Tarefa curta >>
Pode transformar em CSV de duas colunas, "enunciado" e "resposta", o trecho do material abaixo que começa na linha que contém "basket handle in" e termina no fim do material? Cada enunciado deve ocupar uma linha com sua resposta, e cada valor deve ficar num único campo entre aspas, com as quebras de linha trocadas por espaços.

Informações fornecidas >>
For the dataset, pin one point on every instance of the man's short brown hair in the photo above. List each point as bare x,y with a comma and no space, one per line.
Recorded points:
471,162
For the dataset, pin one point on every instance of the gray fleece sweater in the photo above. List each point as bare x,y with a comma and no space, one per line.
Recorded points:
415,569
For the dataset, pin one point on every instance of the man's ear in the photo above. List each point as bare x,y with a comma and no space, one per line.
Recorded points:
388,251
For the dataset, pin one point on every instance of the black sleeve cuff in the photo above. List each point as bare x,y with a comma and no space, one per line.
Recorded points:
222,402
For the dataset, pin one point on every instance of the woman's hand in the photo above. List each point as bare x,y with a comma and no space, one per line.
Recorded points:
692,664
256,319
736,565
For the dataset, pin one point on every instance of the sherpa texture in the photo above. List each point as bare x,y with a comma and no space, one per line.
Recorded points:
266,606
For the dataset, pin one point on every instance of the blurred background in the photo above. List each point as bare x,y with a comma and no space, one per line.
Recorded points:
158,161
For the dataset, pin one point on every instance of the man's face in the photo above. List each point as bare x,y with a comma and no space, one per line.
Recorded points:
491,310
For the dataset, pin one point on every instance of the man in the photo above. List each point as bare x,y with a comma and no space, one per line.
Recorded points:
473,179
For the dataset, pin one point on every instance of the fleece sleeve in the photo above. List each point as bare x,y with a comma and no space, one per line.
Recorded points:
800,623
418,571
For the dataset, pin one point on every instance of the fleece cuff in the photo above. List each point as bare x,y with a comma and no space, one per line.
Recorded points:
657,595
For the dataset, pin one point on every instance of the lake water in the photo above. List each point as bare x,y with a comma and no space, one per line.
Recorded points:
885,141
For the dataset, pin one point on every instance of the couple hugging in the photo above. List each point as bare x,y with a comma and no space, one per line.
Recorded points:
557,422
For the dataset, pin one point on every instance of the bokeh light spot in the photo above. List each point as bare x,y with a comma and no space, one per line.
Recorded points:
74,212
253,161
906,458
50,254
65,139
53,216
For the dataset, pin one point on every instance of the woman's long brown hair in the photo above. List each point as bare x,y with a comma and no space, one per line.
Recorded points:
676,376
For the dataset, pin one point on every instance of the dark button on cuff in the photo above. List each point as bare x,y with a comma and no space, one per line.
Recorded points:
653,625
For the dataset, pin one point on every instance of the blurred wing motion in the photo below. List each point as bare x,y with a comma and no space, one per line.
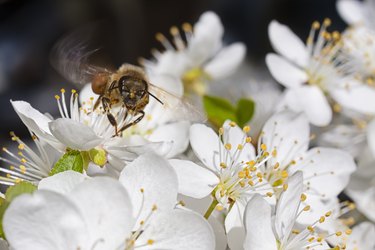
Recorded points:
70,58
177,109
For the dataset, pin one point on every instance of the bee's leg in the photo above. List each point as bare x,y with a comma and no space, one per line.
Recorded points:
134,122
97,102
110,117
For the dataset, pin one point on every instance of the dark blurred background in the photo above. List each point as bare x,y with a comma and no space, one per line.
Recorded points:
29,29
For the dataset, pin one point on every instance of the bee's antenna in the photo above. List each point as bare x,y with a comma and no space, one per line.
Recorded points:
155,98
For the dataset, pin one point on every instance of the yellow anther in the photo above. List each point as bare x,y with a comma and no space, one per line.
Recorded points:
269,194
219,208
160,37
246,129
284,174
174,30
316,25
274,153
221,131
327,22
187,27
242,174
322,219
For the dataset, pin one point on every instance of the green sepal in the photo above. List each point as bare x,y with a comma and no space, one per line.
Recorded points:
218,110
245,111
71,160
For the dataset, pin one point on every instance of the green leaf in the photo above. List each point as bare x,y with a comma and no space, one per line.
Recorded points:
245,111
71,160
18,189
218,110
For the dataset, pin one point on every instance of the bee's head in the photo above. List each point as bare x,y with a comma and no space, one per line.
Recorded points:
99,83
133,90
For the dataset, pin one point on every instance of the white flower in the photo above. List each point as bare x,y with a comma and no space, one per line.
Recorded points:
81,128
101,213
314,75
356,12
28,164
268,230
233,172
201,59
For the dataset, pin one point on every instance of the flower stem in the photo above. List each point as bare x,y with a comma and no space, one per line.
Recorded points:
210,209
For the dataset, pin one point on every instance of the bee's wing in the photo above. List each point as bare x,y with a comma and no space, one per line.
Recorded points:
178,109
70,56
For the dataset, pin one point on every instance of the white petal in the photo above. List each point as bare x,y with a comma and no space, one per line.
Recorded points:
28,223
287,206
226,61
326,171
286,43
371,136
107,211
259,234
235,136
158,180
178,229
288,133
350,10
205,144
284,72
208,32
193,180
311,101
74,135
362,237
63,182
359,98
36,122
177,133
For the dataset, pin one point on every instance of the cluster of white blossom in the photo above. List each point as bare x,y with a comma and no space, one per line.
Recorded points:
170,182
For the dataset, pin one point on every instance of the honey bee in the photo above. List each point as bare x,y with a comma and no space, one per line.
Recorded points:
127,87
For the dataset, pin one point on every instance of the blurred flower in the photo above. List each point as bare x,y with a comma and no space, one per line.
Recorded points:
138,212
329,79
201,59
28,164
356,12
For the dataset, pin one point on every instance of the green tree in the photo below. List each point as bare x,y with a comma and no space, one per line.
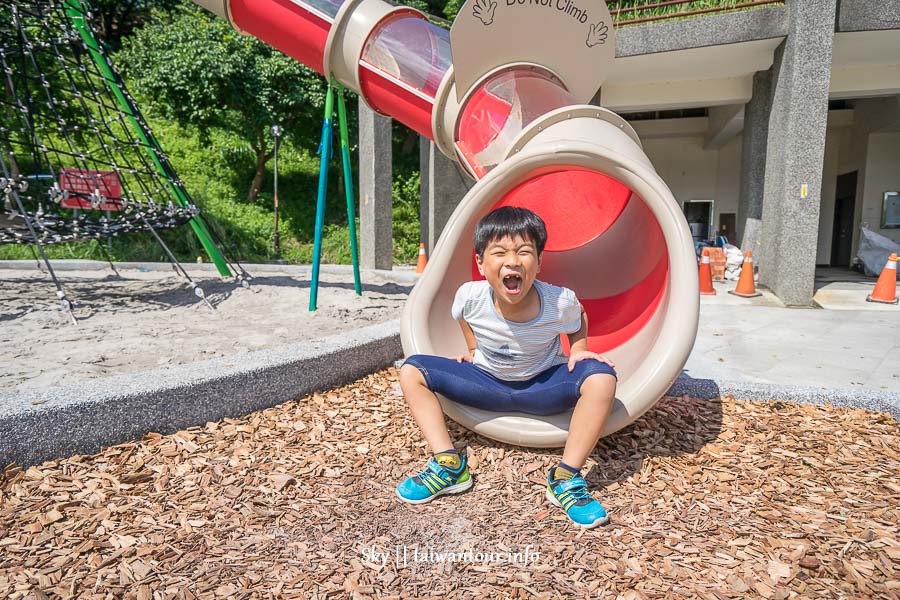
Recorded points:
115,19
194,68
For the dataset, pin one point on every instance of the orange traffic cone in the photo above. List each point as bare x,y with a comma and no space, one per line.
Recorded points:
746,288
706,288
886,287
423,260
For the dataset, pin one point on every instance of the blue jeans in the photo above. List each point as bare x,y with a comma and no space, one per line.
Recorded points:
550,392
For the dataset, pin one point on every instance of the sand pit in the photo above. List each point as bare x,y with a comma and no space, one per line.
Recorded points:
721,499
150,320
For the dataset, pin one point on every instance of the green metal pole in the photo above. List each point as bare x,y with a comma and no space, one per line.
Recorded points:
76,10
348,185
325,151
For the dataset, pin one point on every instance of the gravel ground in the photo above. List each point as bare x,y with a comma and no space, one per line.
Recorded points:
151,319
708,499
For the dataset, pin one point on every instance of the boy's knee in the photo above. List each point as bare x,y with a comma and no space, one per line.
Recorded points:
411,375
600,383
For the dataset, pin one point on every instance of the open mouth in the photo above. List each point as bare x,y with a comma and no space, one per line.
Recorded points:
513,284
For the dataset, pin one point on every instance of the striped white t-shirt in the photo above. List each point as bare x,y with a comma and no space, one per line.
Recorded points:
511,350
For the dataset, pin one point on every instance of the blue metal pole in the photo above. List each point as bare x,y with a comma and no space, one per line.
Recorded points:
348,186
324,154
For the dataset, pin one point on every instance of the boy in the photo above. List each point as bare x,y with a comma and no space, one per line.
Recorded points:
512,322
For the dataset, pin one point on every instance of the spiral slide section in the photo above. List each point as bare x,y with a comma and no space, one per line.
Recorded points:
514,115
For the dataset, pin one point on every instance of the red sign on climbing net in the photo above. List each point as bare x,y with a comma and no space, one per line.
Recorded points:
97,190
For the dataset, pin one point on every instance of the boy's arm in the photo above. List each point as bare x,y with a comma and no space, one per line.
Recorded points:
470,341
578,345
578,340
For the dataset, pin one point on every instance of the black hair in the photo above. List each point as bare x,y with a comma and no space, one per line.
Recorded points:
510,221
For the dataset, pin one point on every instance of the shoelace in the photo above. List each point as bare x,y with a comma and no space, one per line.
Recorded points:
434,468
577,488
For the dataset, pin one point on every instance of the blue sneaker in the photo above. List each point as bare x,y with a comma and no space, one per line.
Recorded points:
572,496
435,481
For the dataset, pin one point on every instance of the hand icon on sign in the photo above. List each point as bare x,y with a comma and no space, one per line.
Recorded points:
484,11
597,34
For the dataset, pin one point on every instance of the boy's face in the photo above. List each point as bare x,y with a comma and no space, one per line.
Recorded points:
510,265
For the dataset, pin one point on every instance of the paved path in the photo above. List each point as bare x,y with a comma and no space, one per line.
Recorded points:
758,342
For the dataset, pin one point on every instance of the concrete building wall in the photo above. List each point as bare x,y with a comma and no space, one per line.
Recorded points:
829,186
882,175
688,169
728,179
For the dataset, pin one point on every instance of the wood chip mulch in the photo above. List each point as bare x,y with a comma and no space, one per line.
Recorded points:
721,499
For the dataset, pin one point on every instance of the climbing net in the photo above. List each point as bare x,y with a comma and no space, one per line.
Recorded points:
77,160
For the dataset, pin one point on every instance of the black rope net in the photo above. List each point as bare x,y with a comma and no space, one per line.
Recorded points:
76,161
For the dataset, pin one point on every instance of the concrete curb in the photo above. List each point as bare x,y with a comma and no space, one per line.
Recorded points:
402,273
40,425
877,401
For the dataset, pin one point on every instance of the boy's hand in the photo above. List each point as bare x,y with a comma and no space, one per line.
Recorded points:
583,354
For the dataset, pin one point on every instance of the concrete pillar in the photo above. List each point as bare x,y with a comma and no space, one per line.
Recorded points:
795,152
444,186
376,238
753,163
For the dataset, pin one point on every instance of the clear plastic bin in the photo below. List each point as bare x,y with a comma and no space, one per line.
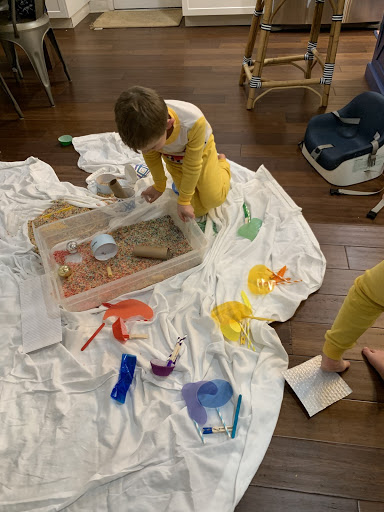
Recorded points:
85,226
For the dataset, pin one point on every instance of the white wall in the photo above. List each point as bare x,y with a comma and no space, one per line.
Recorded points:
64,8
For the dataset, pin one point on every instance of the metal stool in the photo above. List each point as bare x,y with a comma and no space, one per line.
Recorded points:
11,97
251,70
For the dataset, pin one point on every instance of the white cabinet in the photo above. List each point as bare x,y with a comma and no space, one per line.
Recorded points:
217,7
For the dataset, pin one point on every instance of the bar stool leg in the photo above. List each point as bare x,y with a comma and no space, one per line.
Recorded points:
255,82
258,12
333,42
314,36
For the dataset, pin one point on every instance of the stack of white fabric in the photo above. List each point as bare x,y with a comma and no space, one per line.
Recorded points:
65,444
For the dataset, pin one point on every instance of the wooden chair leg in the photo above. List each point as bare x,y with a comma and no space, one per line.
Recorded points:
333,42
255,82
314,35
258,12
11,97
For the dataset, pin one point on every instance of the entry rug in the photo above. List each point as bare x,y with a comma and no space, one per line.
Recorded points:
315,388
139,18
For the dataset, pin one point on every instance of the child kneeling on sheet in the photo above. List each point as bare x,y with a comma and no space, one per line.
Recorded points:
361,308
178,132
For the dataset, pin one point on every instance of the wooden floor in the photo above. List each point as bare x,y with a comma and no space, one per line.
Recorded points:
335,460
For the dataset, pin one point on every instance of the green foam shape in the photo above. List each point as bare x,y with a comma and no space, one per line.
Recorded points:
251,229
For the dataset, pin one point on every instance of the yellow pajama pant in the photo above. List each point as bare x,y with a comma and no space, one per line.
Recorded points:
213,184
362,306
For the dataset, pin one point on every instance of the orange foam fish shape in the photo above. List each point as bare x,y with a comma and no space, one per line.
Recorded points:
261,280
127,309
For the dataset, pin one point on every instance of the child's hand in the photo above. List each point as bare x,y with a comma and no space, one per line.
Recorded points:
185,212
150,194
332,365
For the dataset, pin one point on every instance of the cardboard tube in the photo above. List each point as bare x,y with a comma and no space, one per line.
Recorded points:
117,189
151,251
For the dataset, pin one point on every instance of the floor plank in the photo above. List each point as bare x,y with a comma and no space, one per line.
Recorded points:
347,421
365,382
322,309
338,281
335,255
262,499
370,506
323,468
283,330
308,340
344,234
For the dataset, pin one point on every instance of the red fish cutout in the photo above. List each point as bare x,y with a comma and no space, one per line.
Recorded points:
123,310
127,309
120,331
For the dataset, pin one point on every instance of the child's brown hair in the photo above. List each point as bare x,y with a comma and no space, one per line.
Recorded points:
141,117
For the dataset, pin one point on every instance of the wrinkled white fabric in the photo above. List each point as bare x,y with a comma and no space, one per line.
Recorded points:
66,445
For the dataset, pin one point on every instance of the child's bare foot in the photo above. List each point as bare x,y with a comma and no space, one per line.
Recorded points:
376,358
331,365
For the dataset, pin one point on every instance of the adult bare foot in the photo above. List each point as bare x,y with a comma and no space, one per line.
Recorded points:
376,358
331,365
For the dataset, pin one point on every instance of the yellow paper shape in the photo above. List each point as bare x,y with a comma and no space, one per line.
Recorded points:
260,280
232,311
246,300
231,331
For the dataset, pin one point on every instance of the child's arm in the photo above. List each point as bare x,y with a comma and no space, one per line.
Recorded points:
155,165
362,306
192,162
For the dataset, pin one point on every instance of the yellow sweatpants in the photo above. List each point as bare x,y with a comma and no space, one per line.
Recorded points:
213,185
362,306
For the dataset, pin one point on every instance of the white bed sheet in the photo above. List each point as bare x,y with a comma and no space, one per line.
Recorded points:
64,443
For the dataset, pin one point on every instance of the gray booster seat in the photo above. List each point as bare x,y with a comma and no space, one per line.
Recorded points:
347,146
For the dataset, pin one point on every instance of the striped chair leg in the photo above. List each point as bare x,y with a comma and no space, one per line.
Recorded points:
255,82
333,42
258,12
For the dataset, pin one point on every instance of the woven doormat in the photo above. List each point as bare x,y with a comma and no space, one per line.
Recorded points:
139,18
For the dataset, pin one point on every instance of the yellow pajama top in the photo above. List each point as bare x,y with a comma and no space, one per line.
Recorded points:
185,146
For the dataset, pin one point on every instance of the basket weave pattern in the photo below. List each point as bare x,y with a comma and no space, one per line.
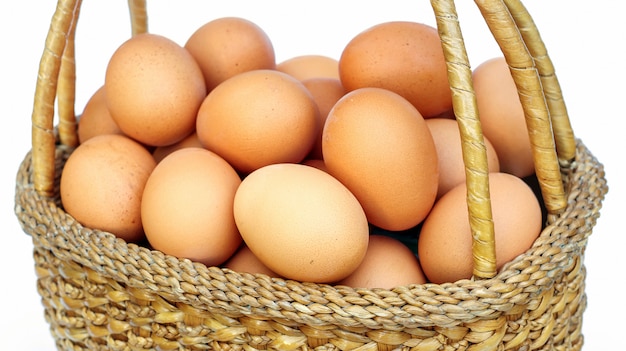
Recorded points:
101,293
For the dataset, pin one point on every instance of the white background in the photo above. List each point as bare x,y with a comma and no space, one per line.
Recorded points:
585,40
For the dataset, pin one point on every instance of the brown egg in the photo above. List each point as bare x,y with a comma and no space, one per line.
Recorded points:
502,116
154,88
404,57
187,206
96,118
190,141
227,46
315,162
102,184
258,118
301,222
378,144
447,139
326,92
310,66
388,263
445,241
244,260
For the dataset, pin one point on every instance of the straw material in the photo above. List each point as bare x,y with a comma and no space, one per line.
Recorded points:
101,293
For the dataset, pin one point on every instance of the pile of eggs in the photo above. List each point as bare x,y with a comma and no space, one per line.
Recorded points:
344,171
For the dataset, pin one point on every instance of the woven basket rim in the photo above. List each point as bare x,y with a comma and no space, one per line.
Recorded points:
225,291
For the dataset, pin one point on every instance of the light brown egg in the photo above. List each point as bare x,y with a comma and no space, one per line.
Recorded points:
326,92
244,260
102,184
310,66
388,263
227,46
378,145
190,141
315,162
445,240
96,118
502,116
404,57
301,222
257,118
447,139
187,206
154,88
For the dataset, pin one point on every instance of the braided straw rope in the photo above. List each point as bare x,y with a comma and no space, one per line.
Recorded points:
100,292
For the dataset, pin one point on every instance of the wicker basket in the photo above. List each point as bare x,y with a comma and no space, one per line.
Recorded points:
100,292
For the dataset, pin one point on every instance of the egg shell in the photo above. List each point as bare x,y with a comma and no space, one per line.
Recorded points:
326,92
258,118
102,184
305,67
154,88
227,46
502,116
404,57
388,263
187,206
378,145
301,222
445,241
191,140
244,260
96,118
447,137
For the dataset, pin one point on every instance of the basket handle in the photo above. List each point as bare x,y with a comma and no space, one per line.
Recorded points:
512,27
56,81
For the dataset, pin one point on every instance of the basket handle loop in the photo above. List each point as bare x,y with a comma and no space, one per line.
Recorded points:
564,135
43,135
56,83
516,47
473,146
138,16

Solução escrita >>
enunciado,resposta
"For the dataset, pin one point on every instance of the basket handle in the photo above. List each point as bare x,y with a comma and no space, one per line. Recorded points:","512,27 56,81"
"For the dataset, pin one point on every instance of the basket handle loop in the photo above. List each point as bare x,y with a comma and no space, one per line. Recorded points:","564,135 43,135 56,83 516,47 473,146 138,16"